▶ Document:
━━━━━━━━━━━━━━━━━━━━

Yet, in northern Europe, agriculture could become more productive and the climate will improve (if hotter summers are your thing). And from a narrow UK perspective, the IPCC report sounds like good news. It has decided against the one climate catastrophe we all feared - the paradoxical threat that global warming was going to make the UK much colder by shutting down the Gulf Stream, the ocean current that gives the UK a much warmer climate than its latitude implies. The latest thinking of IPCC scientists is that this is very unlikely to happen any day soon.

One of the climate change winners will be Russia as the legendary Russian winter becomes much less cold and much more tolerable. As the permafrost retreats in Siberia new mineral resources will be revealed and vast areas of land will become available for settlement, cultivation and for tourism. The Russian Government must be salivating at the prospect and the opportunities this will afford to grow its economy, to be much more self-sufficient and to wield much more political power. With the placing of the Russian flag under the Arctic, the Russian government has signalled its intention and its interest in the vast oil reserves.

━━━━━━━━━━━━━━━━━━━━

▶ Extracted entries:
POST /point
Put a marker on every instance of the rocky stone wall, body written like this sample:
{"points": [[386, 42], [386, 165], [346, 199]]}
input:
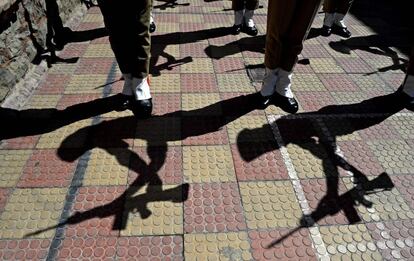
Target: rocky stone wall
{"points": [[27, 29]]}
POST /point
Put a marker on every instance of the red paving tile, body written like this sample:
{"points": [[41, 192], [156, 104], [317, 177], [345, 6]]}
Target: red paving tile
{"points": [[45, 169]]}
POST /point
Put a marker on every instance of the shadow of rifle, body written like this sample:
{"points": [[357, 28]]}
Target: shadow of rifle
{"points": [[346, 202]]}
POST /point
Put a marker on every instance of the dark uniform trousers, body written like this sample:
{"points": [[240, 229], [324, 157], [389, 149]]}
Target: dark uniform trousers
{"points": [[288, 22], [337, 6], [238, 5], [127, 22]]}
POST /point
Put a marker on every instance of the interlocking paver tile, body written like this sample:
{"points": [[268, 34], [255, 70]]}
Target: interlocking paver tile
{"points": [[208, 164], [221, 246], [199, 83], [307, 82], [45, 169], [198, 65], [255, 129], [349, 242], [311, 160], [313, 101], [53, 84], [58, 137], [12, 165], [258, 161], [386, 206], [154, 210], [86, 83], [358, 154], [42, 102], [208, 131], [159, 131], [32, 210], [25, 249], [229, 65], [169, 83], [156, 247], [95, 66], [162, 161], [196, 104], [296, 247], [93, 212], [107, 167], [325, 65], [270, 204], [395, 156], [392, 239], [338, 82], [92, 248], [234, 83], [214, 207], [316, 193], [26, 142], [405, 185], [99, 50]]}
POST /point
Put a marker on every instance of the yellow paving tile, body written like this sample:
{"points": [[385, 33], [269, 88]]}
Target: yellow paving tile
{"points": [[31, 210], [270, 204], [208, 164], [222, 246]]}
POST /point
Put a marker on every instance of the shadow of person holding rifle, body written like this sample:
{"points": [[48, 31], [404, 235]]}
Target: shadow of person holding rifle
{"points": [[308, 131], [198, 122]]}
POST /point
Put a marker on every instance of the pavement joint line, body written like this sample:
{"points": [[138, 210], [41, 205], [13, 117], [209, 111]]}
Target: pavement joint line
{"points": [[371, 211], [76, 183], [317, 241]]}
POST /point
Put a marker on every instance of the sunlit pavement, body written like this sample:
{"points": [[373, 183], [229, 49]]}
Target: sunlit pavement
{"points": [[205, 178]]}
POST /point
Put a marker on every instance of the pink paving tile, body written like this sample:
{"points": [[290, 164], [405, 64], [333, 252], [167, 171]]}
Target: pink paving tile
{"points": [[53, 84], [199, 83], [338, 82], [314, 101], [298, 246], [156, 160], [258, 161], [46, 169], [358, 154], [165, 103], [93, 248], [214, 207], [28, 142], [315, 191], [208, 131], [73, 50], [229, 65], [25, 249], [150, 248], [94, 214], [95, 65], [68, 100]]}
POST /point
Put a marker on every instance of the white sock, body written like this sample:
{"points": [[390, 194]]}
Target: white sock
{"points": [[329, 19], [127, 89], [408, 86], [141, 88], [269, 82], [339, 20], [283, 86], [238, 17], [248, 17]]}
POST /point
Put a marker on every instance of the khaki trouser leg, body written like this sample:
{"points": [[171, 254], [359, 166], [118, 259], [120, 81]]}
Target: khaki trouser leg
{"points": [[337, 6], [128, 26], [288, 23]]}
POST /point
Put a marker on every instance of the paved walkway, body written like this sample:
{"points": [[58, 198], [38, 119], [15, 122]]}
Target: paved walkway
{"points": [[208, 178]]}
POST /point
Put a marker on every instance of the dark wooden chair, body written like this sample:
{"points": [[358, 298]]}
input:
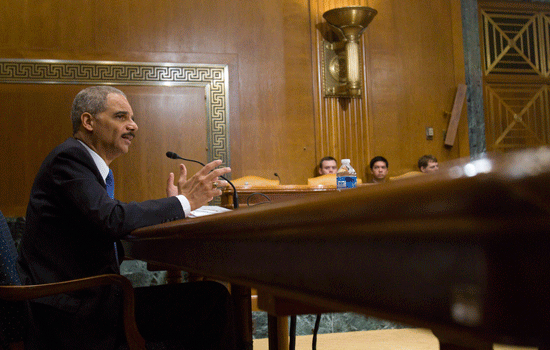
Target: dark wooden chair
{"points": [[13, 296]]}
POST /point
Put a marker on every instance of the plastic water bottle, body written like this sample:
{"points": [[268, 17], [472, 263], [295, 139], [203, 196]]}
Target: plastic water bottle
{"points": [[346, 177]]}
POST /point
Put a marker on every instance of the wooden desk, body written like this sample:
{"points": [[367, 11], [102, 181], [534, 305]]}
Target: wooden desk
{"points": [[466, 256], [252, 195]]}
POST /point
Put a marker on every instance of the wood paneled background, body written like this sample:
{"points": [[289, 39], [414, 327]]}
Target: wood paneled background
{"points": [[279, 120]]}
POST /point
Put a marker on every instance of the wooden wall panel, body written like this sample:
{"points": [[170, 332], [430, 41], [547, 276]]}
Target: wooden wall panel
{"points": [[279, 121], [412, 68]]}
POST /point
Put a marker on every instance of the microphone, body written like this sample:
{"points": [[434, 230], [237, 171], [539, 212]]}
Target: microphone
{"points": [[173, 155]]}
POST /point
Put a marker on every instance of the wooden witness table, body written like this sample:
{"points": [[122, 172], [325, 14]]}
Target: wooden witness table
{"points": [[463, 252]]}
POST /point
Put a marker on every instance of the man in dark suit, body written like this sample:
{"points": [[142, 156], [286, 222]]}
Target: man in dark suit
{"points": [[74, 228]]}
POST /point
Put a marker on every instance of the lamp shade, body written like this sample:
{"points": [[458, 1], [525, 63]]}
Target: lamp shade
{"points": [[350, 20]]}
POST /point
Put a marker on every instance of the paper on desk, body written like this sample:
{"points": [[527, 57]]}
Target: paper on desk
{"points": [[207, 210]]}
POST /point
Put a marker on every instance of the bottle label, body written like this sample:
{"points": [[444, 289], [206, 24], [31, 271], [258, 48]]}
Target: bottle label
{"points": [[343, 182]]}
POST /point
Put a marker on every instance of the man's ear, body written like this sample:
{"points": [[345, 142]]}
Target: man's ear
{"points": [[87, 121]]}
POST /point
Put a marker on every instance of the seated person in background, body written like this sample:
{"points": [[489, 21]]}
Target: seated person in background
{"points": [[428, 164], [74, 227], [379, 169], [328, 165]]}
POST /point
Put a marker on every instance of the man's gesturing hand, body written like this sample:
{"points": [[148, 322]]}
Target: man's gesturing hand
{"points": [[200, 188]]}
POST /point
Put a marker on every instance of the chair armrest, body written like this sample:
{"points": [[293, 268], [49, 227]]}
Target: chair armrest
{"points": [[135, 340]]}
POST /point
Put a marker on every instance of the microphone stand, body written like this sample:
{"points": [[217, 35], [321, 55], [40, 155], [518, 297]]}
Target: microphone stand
{"points": [[173, 155]]}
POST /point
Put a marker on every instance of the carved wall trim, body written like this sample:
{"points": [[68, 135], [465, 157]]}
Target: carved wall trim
{"points": [[212, 77]]}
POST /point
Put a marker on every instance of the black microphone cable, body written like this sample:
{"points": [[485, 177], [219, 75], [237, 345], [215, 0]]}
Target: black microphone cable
{"points": [[173, 155]]}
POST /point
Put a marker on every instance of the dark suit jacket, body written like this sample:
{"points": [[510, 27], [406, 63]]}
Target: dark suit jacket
{"points": [[71, 226]]}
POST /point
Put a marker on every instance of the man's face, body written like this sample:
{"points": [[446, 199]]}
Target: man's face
{"points": [[431, 168], [379, 170], [114, 128], [328, 167]]}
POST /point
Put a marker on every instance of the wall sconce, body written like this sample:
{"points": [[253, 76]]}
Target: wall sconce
{"points": [[341, 64]]}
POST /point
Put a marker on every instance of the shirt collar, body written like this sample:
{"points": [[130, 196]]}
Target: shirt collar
{"points": [[99, 162]]}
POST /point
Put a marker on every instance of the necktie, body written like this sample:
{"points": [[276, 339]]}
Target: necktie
{"points": [[110, 182]]}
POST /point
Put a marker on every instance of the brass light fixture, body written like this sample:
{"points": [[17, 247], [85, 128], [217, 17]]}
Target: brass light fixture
{"points": [[341, 64]]}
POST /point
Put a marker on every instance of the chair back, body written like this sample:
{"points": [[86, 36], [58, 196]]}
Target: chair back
{"points": [[12, 313]]}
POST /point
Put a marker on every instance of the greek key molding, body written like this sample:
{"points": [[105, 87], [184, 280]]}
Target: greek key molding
{"points": [[212, 77]]}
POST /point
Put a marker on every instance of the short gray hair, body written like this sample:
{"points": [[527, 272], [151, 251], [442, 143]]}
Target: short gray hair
{"points": [[92, 100]]}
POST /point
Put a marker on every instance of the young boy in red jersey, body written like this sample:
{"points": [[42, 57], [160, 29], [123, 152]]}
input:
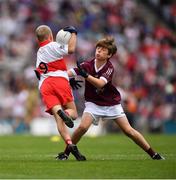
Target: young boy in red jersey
{"points": [[102, 99], [54, 84]]}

━━━━━━━━━━━━━━━━━━━━

▶ The tasks:
1 – From the passage on climate change, extract the text between "One of the climate" and "vast oil reserves.", inclusive.
2 – Continue the passage on climate change, starting after its last sentence.

▶ Per-task outputs:
1 –
One of the climate change winners will be Russia as the legendary Russian winter becomes much less cold and much more tolerable. As the permafrost retreats in Siberia new mineral resources will be revealed and vast areas of land will become available for settlement, cultivation and for tourism. The Russian Government must be salivating at the prospect and the opportunities this will afford to grow its economy, to be much more self-sufficient and to wield much more political power. With the placing of the Russian flag under the Arctic, the Russian government has signalled its intention and its interest in the vast oil reserves.

2 –
In an irony that will infuriate many in the green movement, oil companies are likely to benefit from global warming. The US Geological Survey reckons that 25 percent of the world's known oil and gas reserves are in the Arctic Circle. As the ice melts, so it will become easier to explore and to exploit. Unless there's an outright global ban on fossil fuels (which is even less likely than me partnering Wayne Rooney in attack for the England football team), then oil, as a source of energy, may yet get a reprieve.

A paper published in the respected Environment and Urbanisation Journal makes it clear that three-quarters of the 634 million people deemed to be most at risk from rising sea levels caused by climate change live in Asia. Coastal cities in the developed world, such as New York and Los Angeles, may also be at risk. But wealthy countries are better placed to adapt to the problem. We all know that the Dutch, who have long experience of holding back the sea, are not panicking and will spend many billions more on flood defences.

Of course, it would be misleading to suggest that countries that will 'benefit' from climate change won't suffer indirectly as other parts of the world descend into chaos. The UK is not an island (well, technically it is of course - but you get my drift). Dealing with economic and environmental migrants will only get harder as millions of poor souls leave Africa and the Asian sub-continent for a better life elsewhere.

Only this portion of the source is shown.